_PROBLEM DETAILS_
Copy all lines containing the string "target" from the records below.

··· RECORDS SHOWN ···

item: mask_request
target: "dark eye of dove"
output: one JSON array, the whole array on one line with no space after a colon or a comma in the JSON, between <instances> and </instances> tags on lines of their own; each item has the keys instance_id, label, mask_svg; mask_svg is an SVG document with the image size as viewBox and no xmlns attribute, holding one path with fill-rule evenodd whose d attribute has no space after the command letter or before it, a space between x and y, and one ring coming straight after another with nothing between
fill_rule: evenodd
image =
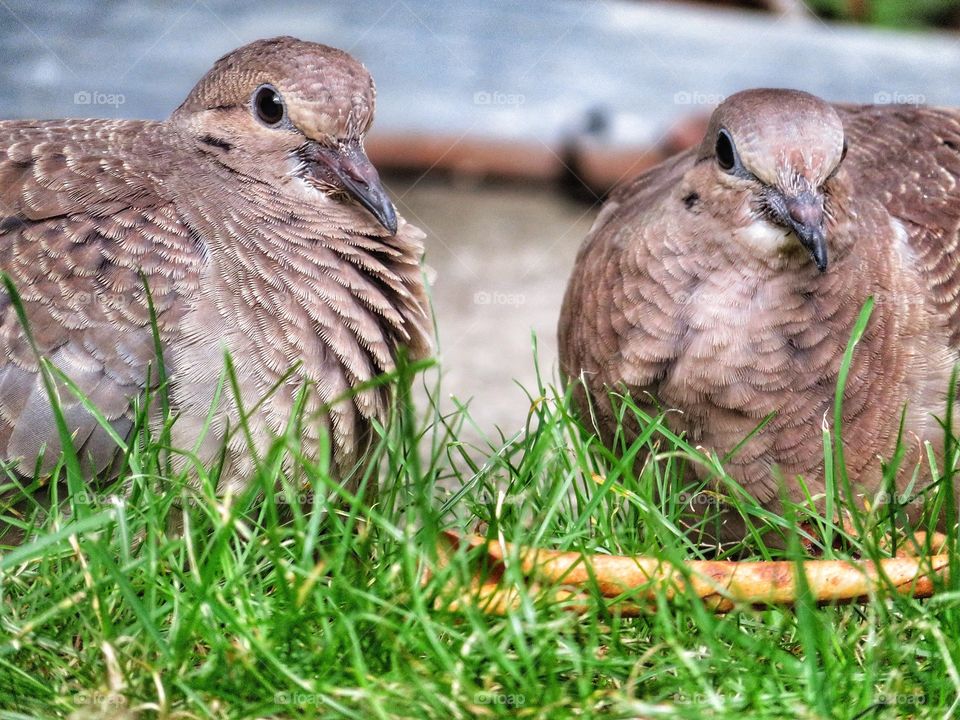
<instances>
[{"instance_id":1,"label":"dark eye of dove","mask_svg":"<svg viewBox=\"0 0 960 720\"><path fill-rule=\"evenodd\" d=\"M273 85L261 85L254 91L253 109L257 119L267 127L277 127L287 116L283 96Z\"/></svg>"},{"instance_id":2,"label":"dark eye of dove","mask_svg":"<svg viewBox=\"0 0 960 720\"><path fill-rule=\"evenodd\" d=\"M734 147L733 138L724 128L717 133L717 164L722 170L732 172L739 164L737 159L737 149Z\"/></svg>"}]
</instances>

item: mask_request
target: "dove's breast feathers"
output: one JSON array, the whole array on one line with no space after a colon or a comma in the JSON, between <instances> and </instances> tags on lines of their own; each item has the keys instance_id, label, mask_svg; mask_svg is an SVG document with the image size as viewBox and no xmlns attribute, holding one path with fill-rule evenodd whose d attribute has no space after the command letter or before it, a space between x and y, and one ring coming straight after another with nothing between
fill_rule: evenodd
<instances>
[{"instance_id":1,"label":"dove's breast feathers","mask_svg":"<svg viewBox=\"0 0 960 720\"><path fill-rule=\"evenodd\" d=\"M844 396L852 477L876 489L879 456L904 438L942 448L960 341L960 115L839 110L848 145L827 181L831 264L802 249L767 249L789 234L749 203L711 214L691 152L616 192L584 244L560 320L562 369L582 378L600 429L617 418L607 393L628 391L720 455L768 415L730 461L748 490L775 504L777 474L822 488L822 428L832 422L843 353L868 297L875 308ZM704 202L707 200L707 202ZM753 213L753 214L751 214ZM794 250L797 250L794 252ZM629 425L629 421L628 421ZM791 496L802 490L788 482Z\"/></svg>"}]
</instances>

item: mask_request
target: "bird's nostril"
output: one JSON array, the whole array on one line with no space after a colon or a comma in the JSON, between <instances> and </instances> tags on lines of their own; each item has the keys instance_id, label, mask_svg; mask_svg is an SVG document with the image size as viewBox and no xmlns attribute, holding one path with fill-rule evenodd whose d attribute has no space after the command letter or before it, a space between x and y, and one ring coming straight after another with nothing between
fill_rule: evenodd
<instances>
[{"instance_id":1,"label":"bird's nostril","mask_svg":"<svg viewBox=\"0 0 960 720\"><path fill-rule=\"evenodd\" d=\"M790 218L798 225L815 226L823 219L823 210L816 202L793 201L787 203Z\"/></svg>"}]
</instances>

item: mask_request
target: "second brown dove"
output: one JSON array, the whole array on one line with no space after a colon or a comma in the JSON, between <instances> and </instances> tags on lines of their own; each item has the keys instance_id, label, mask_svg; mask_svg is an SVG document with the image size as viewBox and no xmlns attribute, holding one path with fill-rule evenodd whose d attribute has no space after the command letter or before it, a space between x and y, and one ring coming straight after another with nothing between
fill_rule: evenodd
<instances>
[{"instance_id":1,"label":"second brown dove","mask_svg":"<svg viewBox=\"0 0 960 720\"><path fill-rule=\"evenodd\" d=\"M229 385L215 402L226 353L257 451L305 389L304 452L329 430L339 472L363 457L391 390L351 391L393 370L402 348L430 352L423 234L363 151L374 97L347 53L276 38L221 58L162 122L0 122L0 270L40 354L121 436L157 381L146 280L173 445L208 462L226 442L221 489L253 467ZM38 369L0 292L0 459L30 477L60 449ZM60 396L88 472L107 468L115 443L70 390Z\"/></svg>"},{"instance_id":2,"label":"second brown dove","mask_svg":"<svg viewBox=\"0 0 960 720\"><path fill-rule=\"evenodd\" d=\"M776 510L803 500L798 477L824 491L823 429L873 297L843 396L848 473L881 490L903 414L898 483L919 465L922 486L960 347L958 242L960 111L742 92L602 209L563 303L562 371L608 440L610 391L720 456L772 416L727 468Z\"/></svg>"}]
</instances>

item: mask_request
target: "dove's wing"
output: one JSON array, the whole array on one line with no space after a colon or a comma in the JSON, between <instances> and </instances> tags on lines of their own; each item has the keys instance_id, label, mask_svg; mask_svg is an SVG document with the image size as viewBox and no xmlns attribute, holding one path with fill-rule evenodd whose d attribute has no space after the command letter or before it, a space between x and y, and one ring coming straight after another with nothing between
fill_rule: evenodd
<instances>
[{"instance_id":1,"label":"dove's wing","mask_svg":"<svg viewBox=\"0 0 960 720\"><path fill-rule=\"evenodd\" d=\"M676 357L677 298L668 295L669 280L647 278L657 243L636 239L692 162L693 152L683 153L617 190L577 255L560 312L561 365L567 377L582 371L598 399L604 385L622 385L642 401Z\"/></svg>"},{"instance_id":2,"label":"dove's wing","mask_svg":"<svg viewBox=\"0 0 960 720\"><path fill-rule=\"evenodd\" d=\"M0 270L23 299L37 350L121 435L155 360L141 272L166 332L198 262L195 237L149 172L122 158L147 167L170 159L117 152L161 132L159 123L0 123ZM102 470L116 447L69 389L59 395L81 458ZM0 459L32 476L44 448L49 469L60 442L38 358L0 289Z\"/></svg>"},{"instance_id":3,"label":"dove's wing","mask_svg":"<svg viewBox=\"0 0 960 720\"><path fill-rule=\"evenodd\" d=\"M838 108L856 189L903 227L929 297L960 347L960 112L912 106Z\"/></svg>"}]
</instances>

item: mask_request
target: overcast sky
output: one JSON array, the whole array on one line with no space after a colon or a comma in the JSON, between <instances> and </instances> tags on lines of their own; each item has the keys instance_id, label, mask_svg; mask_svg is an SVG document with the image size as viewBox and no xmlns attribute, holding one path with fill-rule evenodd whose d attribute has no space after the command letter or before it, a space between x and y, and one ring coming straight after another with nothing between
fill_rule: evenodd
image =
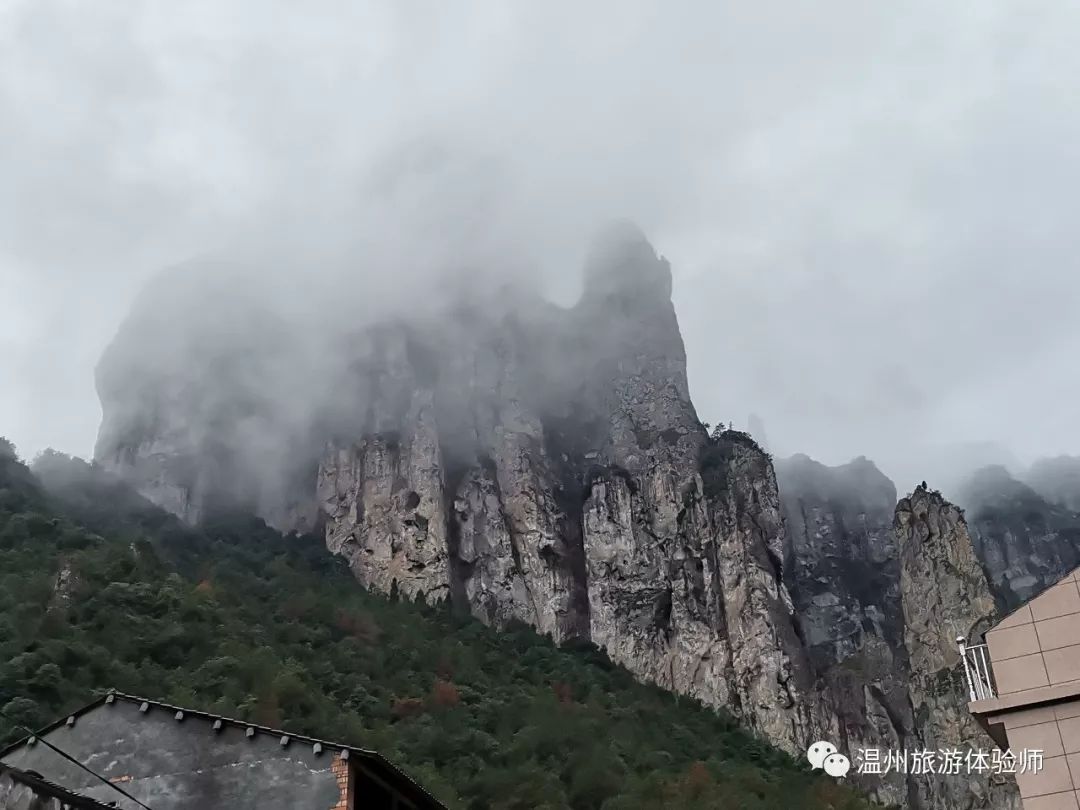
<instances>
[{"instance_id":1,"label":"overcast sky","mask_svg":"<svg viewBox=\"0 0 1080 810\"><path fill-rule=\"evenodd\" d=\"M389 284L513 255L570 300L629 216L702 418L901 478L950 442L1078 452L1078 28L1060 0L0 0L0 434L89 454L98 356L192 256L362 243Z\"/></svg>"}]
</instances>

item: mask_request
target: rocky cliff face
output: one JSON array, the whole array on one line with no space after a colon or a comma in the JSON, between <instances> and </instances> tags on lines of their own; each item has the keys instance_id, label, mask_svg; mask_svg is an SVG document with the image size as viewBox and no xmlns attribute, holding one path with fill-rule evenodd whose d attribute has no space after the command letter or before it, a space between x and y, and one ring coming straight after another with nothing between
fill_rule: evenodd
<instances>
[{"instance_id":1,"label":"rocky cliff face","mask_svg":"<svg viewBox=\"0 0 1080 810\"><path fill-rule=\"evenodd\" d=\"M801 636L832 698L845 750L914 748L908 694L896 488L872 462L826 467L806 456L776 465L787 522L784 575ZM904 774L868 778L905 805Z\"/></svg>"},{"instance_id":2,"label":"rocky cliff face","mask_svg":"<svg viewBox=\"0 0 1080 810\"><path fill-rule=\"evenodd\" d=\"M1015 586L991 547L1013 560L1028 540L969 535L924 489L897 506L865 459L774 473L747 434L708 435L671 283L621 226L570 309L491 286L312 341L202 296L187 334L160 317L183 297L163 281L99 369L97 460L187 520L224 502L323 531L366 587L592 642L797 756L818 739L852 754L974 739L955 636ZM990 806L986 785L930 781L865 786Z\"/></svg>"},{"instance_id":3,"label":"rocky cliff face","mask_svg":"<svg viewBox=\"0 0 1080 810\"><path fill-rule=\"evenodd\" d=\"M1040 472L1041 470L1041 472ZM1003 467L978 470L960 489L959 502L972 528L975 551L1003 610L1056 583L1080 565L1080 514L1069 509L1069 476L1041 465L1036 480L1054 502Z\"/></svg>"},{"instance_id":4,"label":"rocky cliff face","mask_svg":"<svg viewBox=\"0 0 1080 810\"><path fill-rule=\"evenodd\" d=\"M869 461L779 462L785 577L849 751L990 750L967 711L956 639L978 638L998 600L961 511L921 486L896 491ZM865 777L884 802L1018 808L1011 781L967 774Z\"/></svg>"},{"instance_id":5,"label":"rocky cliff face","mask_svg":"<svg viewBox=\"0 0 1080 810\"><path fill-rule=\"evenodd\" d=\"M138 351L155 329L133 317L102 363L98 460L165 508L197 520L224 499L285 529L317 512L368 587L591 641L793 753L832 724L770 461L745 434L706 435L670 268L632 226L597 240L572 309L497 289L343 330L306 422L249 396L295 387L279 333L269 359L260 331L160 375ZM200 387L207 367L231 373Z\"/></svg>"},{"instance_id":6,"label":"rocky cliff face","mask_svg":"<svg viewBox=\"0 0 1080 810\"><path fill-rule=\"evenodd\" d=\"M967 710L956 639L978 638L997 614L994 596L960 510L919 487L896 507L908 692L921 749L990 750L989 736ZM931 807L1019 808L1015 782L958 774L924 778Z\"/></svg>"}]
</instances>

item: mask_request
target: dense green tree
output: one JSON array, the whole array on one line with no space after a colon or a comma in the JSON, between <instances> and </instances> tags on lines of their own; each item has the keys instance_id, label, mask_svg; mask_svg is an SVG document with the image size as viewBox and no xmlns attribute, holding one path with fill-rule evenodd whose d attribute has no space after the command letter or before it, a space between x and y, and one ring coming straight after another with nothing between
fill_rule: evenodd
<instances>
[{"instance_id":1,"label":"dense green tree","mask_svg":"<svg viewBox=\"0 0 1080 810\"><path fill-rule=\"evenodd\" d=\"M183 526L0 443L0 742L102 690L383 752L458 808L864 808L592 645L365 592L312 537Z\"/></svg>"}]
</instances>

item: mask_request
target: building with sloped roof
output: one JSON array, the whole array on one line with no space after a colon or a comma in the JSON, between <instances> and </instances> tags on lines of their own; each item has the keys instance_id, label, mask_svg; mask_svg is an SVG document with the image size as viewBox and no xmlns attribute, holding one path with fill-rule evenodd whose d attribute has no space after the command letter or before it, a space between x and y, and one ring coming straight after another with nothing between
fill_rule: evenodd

···

_RESPONSE AREA_
target: "dark eye of dove"
target: "dove's breast feathers"
target: "bird's nostril"
target: "second brown dove"
target: "dove's wing"
target: overcast sky
target: rocky cliff face
target: dense green tree
target: building with sloped roof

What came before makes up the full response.